[[ Extract provided, beginning ]]

Mar 30, 2012 23:55
B/c my brain is still on overdrive... that's why.
It's day 7 of 8 as single-parent (with Weasel2000 overseas for work). Overall the week has gone well. It's been a lot of work, but it's gone well. I was pleased with myself. Went out to run errands this morning, it all went great. Then this afternoon happened.
The Dumpling has had a cold, that's nothing new, he has had a number of them. Today he had a cough. Al day. At first, I thought nothing of it. I get a cough at the end of colds too. I hoped it was a sign he was getting better. This afternoon though, I realized he was breathing harder than he should be. It made me worry enough to call the nurse's line at our doctor's office. Long story short, there was a trip to RightTime Medical, a breathing treatment and Rxs for more breathing treatments, antibiotics, and steroids.
Dumpling did not have dinner until nearly 9pm. Bedtime at 10pm. The good news is he seems to be sleeping well and his breathing is much much easier than when I took him in. I did the right thing. But I didn't eat dinner myself until after he went to bed. My house (which was clean) somehow became a wreck within the span of 4 hours between morning errands and afternoon trip to the doc. I've straightened up most of it, but I'm still not feeling like settleing down to sleep. Trying to talk myself out of peeking in to check on Dumpling? (Again?)
Throughout the whole evening. There were a hundred times when I caught myself thinking - "this would be a hell of a lot easier if I had another adult here with me." Bear in mind, I am not blaming Weasel2000 for his absence, that couldn't be helped, but it made me think of all the people I know who are single parents. E-gad how do they do it? Trying to wrangle a restless 1.5 year old in a doctor's office while me and my (damaged) brain are trying to complete the 1,000,000 pages of check in forms (made all the slower b/c I have to stop and look up things like my spouse's SSN). Trucking over to the pharmacy to pick up the prescribed meds. Hauling the pooped and hungry child in to drop off the Rx, over to pick up take-out for dinner, then back to pick up the Rx (at the drive through, which was a mistake... would have been faster to unload him and take him in). But if there were 2 of us, one could have taken him on home to get some food in him and start getting him settled for the evening... To all of the parents who do this every single day, whether by choice or by circumstance... I salute you.

[[ Extract provided, end ]]
[[ Records provided, beginning ]]

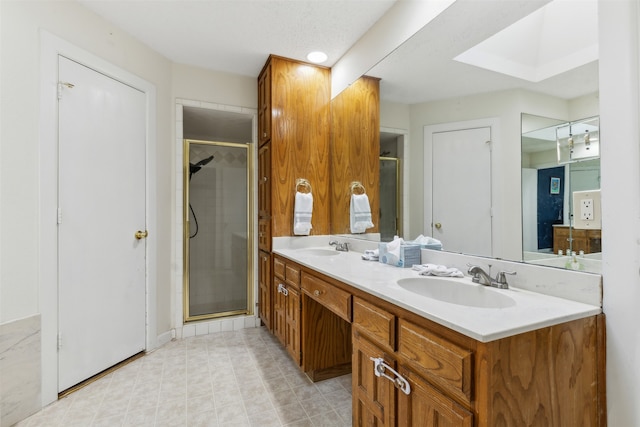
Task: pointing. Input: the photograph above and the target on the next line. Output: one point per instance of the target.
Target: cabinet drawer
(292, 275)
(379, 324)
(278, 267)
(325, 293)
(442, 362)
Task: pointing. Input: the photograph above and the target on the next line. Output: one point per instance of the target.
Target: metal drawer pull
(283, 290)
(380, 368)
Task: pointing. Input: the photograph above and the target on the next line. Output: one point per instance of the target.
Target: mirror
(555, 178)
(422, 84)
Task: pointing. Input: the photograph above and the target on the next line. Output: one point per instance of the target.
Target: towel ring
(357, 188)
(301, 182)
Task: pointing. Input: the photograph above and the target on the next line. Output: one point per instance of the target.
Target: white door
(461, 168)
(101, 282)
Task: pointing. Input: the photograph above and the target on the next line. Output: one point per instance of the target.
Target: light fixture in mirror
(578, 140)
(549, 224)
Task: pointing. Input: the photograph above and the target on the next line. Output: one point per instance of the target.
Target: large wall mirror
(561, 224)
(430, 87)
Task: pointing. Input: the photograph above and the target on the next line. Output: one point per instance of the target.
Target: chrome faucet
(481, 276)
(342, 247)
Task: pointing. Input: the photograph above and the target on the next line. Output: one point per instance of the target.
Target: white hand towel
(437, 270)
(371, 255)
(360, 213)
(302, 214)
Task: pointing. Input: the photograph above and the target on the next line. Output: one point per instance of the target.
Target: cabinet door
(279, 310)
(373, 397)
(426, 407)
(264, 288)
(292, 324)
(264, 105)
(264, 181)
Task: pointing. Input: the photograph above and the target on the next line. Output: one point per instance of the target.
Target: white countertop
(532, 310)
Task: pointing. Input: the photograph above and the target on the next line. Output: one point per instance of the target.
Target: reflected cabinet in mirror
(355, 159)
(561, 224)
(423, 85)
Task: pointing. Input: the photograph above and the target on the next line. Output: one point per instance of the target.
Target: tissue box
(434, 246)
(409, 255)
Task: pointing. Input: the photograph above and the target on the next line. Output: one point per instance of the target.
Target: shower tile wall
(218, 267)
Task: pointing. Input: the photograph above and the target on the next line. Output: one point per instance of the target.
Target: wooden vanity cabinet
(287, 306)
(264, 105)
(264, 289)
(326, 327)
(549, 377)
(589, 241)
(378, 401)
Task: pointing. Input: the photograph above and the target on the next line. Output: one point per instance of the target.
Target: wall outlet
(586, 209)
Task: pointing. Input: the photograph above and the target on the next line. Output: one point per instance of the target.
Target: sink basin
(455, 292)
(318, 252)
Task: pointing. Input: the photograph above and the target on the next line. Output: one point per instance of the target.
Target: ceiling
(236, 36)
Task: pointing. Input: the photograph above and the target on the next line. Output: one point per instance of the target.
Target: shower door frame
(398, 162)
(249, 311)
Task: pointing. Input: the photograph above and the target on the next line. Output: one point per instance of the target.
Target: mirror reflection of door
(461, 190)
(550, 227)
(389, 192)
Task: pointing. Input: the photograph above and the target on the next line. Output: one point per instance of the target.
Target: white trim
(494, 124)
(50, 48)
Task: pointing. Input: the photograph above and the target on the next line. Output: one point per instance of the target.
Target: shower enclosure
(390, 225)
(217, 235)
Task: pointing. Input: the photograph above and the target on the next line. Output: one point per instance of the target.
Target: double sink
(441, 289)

[[ Records provided, end ]]
[[ Records provided, beginning ]]

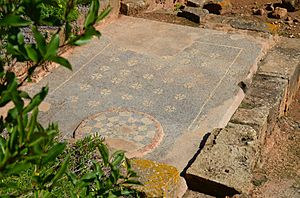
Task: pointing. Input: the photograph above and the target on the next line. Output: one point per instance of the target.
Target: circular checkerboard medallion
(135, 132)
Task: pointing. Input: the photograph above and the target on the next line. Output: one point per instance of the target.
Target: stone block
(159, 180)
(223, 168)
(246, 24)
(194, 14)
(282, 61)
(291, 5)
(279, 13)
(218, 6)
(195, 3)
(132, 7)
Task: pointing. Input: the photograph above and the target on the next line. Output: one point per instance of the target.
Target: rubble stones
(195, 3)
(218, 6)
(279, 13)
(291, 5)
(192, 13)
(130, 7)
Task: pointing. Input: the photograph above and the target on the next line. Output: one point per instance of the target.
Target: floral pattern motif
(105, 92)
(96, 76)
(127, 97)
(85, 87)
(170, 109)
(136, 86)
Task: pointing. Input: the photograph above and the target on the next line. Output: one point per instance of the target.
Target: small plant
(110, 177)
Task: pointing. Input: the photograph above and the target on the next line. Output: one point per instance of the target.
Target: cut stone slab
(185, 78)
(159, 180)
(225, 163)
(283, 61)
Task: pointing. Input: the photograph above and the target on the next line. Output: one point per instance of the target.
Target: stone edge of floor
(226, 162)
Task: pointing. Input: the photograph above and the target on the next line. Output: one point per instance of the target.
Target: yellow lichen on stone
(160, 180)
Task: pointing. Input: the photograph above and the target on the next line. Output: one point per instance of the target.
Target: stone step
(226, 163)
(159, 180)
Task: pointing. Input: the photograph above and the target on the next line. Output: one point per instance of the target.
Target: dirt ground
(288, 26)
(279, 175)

[[ Records provided, end ]]
[[ Records provided, beginning ]]

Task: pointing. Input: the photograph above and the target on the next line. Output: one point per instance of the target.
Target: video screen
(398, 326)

[[ Records provided, end ]]

**Task set**
- A) Answer these questions using the post about a week of solo parenting.
(i) Which day of the single-parent stretch is it when the writer posts?
(ii) Where was the Dumpling taken for care?
(iii) How old is the child the writer describes wrangling in the doctor's office?
- B) In the post about a week of solo parenting, rewrite the paragraph beginning "The Dumpling has had a cold" as a bulleted list of its main facts.
- C) Continue the post about a week of solo parenting from where it stops.
The data that comes after the text is drawn from a separate source.

**Expected results**
- A)
(i) Day 7 of 8
(ii) RightTime Medical
(iii) 1.5 years old

- B)
- The Dumpling had a cold, one of many he has had.
- He coughed all day, which the writer first hoped meant he was getting better.
- In the afternoon, he was breathing harder than he should have been.
- The writer called the nurse's line at the doctor's office.
- They went to RightTime Medical, where he got a breathing treatment.
- He was prescribed more breathing treatments, antibiotics, and steroids.

- C)
Sigh, and did I mention the renewed waves of embarrassment I felt as I apologized over and over again b/c, no, I was not yet done filling out those check in forms? How much I didn't want to ask for help? Yet how relieved I was when it was finally offered? I thought I was past that (and I thought I was doing well enough that my (slower than before, but now functional) reading speed wasn't that big a deal (except when it comes to trying to read subtitles? I know, I know. The important thing is that the Dumpling is ok. All this stuff is ancillary, but it's there. Can't make it not be.
Nearly midnight now. I need to go to bed. I'm going to regret it if I don't. (I'm probably going to regret it already anyway.) Maybe having purged some of this from my system will help me sleep. (After I look in on the Dumpling). (Again).